→ Selected extract:
Tuesday, March 13, 2007

A Celebration of Life

Auntie & SME
Thanks everyone, for your kind comments and condolences!
I know it sounds weird, but SME was right....we had a great time at Auntie's funeral. So far our family has been blessed with longevity and no fatal tragedies. When a member of our family dies, we send them off with abundant love and countless memories. SME has attended several of these funerals, and knows how much love and laughter is shared. SME was also right about Auntie's age. If I would have stopped to think how old Z was at her 80th birthday party, I would have realized that she was only 91. Duh!
Auntie was the 2nd of 6 children; the oldest daughter. She was born almost totally deaf. Auntie lived a fairly sheltered life, working on the family farm. When my grandparents retired and bought a Victorian house in town, Auntie moved with them and started working in town.
Children were the greatest joy of Auntie's life, and she loved spending time with her nieces and nephew. As we grew up and had children of our own, Auntie became an important part of our kid's lives too. Auntie didn't marry until she was 51, so she had no children of her own. In fact Auntie never actually lived with her husband. He took care of his mother and worked the family farm, and Auntie worked in town and took care of my Grandma. It was a weird relationship, but it worked for them. Auntie lost her husband in the early 80's.
After my Grandma died in 1986, Auntie moved into a sr. citizen's retirement apartment. She thrived in this environment. Auntie went on several tours with her group of friends from her building, and saw more of the world than she had ever seen before. She even learned how to shoot pool.
The last 10 years of Auntie's life were spent in the nursing home. The last 5 years she slipped into the world in her own mind and no longer recognized any of us. None of us wanted her to have to live like this. It was time for her to go. We have no doubt that she is now happily reunited with our other loved ones who preceded her to heaven. We're happy for her.

17 Comments:

At 3/13/2007 7:01 PM, Blogger S.M. Elliott said...

Awesome. I'm so glad you had a good time and got to catch up with everybody. :)

 
At 3/13/2007 7:46 PM, Blogger tshsmom said...

Like I told you; we were a bit sick and twisted at times, but we all had a ball!
You and I were lucky to be born into THIS side of the family!

 
At 3/13/2007 8:00 PM, Blogger tweetey30 said...

I am glad you got to go. It sounds like a wonderful time. Just remember the good times though like sme told me to do when she e-mailed me a couple of days ago now. Tweets.

 
At 3/13/2007 9:07 PM, Blogger Sonja said...

Rats, blogger just ate my comment! It does sound a bit strange to say that you had fun at a funeral, but given the circumstances (long life etc.), I think that was the healthy way to send her off. I'm sorry you lost someone dear to you, but I'm glad you got to enjoy your family and memories of her.

→ Required task 1:
Reproduce word for word the part of the post about Auntie's funeral that opens with the words containing "Auntie was the" and closes with "working in town.".
→ Required task 2:
Turn the paragraph of the post about Auntie's funeral that begins "After my Grandma died in 1986" into a short bulleted list that keeps its main facts.

Location labeling records:
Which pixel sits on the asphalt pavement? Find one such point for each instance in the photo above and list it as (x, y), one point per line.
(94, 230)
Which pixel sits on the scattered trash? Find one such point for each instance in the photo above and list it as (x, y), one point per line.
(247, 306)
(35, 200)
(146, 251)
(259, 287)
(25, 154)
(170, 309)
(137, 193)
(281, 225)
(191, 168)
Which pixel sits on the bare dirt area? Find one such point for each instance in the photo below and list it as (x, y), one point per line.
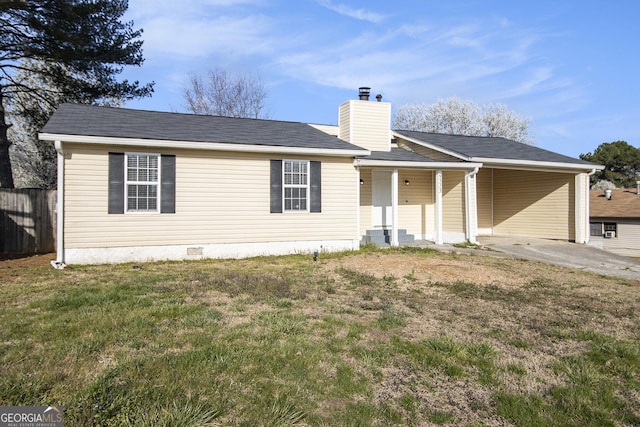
(12, 265)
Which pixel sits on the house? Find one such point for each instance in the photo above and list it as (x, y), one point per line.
(615, 220)
(141, 185)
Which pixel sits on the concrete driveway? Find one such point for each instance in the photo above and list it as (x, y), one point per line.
(565, 254)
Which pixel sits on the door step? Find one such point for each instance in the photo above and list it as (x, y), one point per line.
(382, 237)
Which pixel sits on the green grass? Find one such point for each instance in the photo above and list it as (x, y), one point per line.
(284, 341)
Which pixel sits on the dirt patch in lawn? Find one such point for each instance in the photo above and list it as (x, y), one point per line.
(11, 266)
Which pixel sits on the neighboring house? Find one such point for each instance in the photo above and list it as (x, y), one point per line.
(141, 185)
(615, 221)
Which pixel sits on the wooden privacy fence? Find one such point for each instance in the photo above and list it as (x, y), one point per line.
(27, 221)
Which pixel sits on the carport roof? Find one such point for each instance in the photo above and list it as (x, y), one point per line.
(624, 203)
(480, 147)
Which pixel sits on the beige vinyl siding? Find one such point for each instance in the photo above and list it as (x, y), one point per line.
(366, 124)
(484, 194)
(415, 201)
(366, 201)
(536, 204)
(627, 240)
(427, 152)
(453, 205)
(220, 198)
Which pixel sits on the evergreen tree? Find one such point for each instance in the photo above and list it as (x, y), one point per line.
(621, 163)
(53, 51)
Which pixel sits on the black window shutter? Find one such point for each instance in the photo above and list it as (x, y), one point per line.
(316, 187)
(116, 183)
(276, 186)
(168, 184)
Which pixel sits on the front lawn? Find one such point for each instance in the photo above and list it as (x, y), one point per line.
(379, 337)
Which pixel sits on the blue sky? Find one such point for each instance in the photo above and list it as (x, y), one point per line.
(572, 67)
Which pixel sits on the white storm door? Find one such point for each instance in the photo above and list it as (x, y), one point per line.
(381, 199)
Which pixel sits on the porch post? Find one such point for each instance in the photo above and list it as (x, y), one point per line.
(394, 208)
(438, 230)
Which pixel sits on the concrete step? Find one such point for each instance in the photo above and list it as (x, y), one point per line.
(383, 237)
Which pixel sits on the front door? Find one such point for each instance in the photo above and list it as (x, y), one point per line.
(381, 198)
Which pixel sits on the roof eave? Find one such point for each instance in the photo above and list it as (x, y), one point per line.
(421, 165)
(534, 165)
(431, 146)
(194, 145)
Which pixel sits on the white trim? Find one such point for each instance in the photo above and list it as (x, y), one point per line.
(156, 183)
(422, 165)
(434, 147)
(471, 205)
(307, 187)
(535, 165)
(209, 251)
(212, 146)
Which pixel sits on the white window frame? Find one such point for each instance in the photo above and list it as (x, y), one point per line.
(306, 187)
(127, 183)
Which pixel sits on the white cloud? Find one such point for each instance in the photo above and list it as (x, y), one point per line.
(167, 38)
(359, 14)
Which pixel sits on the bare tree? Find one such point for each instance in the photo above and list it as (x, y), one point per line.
(220, 94)
(34, 162)
(464, 117)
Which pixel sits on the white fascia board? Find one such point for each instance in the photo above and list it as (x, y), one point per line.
(421, 165)
(536, 165)
(192, 145)
(431, 146)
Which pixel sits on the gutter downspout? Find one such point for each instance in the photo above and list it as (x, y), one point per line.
(471, 205)
(587, 232)
(438, 232)
(59, 264)
(394, 209)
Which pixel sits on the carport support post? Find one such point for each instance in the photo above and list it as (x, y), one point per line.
(394, 208)
(471, 208)
(438, 237)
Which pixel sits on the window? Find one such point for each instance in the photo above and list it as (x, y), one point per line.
(143, 171)
(295, 185)
(596, 229)
(604, 229)
(142, 182)
(610, 229)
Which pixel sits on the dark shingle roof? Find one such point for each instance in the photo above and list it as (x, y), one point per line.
(78, 119)
(493, 148)
(397, 155)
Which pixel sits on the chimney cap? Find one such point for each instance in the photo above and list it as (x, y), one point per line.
(363, 93)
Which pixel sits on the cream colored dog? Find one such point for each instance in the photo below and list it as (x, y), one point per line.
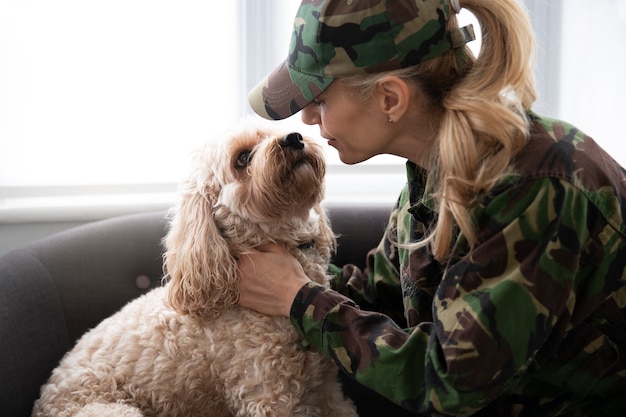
(187, 349)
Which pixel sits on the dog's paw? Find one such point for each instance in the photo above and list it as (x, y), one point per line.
(109, 410)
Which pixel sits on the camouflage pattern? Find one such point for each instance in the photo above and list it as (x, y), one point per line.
(529, 322)
(341, 38)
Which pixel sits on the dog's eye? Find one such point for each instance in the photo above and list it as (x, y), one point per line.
(243, 159)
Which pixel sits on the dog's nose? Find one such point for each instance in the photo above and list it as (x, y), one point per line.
(292, 140)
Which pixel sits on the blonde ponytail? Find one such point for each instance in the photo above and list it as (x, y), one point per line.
(484, 102)
(484, 124)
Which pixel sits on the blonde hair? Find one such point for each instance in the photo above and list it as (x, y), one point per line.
(484, 102)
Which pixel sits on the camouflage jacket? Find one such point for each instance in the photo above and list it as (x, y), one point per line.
(530, 322)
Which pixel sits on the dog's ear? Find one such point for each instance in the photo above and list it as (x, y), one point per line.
(203, 273)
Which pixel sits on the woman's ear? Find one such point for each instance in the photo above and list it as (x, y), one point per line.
(394, 96)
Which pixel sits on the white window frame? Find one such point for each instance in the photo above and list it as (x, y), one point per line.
(259, 52)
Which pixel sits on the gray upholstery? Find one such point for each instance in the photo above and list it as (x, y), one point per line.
(53, 290)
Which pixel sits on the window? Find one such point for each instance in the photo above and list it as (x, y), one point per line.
(101, 102)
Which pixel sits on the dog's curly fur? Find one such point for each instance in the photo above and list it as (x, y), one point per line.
(187, 348)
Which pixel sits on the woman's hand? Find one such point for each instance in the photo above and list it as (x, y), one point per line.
(270, 278)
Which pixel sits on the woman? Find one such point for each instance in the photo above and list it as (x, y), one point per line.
(499, 286)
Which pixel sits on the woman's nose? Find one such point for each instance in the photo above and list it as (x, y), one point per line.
(310, 114)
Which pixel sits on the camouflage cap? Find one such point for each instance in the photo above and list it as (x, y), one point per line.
(333, 38)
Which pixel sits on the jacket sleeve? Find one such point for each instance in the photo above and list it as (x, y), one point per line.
(495, 308)
(377, 286)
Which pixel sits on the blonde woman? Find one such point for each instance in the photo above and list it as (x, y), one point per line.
(499, 287)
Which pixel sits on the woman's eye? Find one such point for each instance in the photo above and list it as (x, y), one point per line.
(243, 159)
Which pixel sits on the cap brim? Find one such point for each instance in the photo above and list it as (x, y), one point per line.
(285, 91)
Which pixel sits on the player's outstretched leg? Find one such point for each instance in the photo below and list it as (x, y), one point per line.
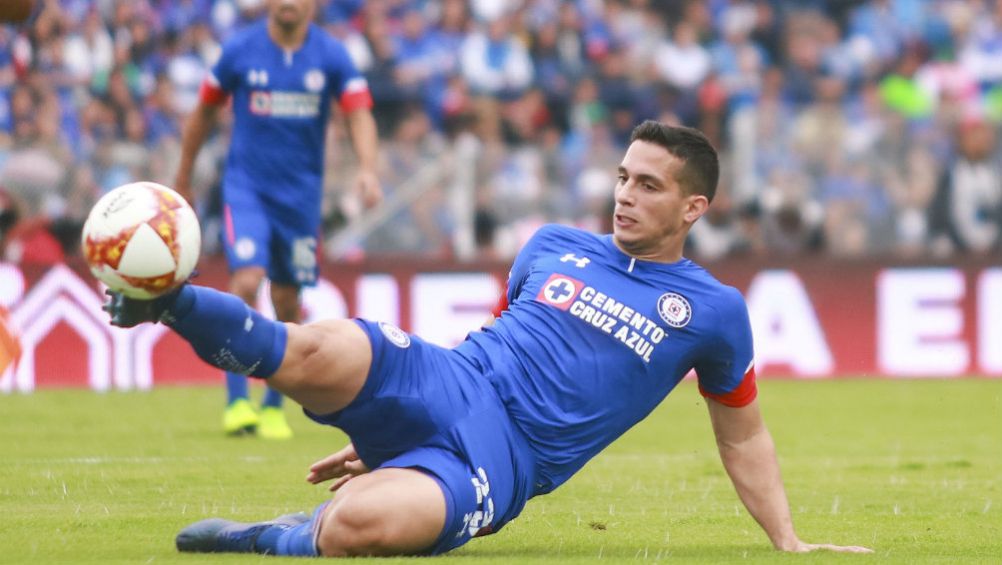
(216, 535)
(322, 366)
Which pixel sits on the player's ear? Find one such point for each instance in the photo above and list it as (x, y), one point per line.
(695, 206)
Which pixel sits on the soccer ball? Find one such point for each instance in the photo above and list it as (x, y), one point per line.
(141, 239)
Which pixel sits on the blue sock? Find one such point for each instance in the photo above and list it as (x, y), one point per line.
(292, 540)
(273, 398)
(226, 333)
(236, 388)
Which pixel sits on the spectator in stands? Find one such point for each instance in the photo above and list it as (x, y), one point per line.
(779, 84)
(966, 214)
(495, 63)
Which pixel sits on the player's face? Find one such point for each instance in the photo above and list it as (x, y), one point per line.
(291, 13)
(653, 212)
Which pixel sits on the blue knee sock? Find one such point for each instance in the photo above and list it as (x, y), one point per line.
(226, 333)
(236, 388)
(273, 398)
(292, 540)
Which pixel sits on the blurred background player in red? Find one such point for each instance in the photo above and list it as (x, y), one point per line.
(283, 74)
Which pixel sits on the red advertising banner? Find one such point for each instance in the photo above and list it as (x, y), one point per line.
(811, 319)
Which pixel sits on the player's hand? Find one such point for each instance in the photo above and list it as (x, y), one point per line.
(802, 547)
(343, 466)
(368, 187)
(126, 312)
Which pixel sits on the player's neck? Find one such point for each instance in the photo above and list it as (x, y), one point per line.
(288, 38)
(667, 254)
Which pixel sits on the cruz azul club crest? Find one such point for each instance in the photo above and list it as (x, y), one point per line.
(674, 310)
(559, 291)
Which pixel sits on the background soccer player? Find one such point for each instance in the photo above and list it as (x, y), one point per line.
(282, 74)
(598, 330)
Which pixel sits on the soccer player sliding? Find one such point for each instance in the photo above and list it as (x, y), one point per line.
(450, 444)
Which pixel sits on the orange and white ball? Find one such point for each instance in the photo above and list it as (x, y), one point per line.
(141, 239)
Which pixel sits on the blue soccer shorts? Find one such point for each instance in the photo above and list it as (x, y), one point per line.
(260, 233)
(427, 408)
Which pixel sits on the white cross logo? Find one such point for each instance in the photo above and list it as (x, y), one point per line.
(579, 261)
(258, 76)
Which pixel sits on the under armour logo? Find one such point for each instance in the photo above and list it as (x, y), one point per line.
(579, 261)
(258, 77)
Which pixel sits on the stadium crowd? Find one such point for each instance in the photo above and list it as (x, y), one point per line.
(847, 127)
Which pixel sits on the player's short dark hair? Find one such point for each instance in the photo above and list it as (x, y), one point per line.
(701, 170)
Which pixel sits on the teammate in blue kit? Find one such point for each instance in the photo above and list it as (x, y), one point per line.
(283, 74)
(448, 444)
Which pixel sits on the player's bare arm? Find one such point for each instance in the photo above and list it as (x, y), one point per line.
(366, 142)
(748, 456)
(196, 128)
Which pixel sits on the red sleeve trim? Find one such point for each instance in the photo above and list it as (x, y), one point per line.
(359, 100)
(502, 304)
(356, 95)
(210, 93)
(742, 395)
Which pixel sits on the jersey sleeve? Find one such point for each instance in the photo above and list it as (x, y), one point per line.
(350, 86)
(725, 371)
(502, 304)
(522, 264)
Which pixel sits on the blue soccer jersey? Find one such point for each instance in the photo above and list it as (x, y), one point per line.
(592, 341)
(282, 102)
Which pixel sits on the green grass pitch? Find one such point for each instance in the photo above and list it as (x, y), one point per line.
(910, 468)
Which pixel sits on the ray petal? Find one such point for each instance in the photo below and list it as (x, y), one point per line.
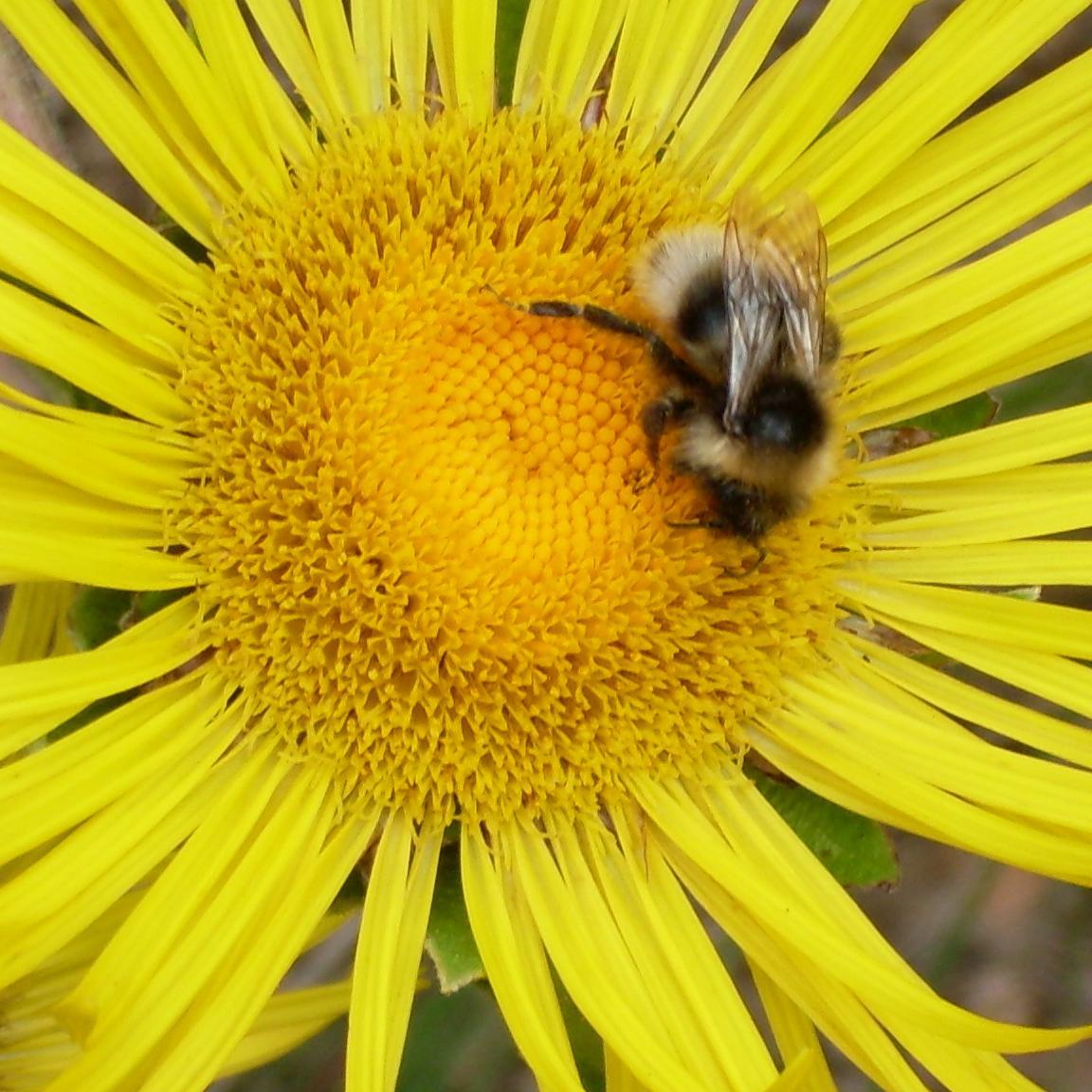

→ Written response 1:
Auntie was the 2nd of 6 children; the oldest daughter. She was born almost totally deaf. Auntie lived a fairly sheltered life, working on the family farm. When my grandparents retired and bought a Victorian house in town, Auntie moved with them and started working in town.

→ Written response 2:
- After Grandma died in 1986, Auntie moved into a senior citizens' retirement apartment.
- She thrived there.
- She went on several tours with friends from her building and saw more of the world than ever before.
- She even learned to shoot pool.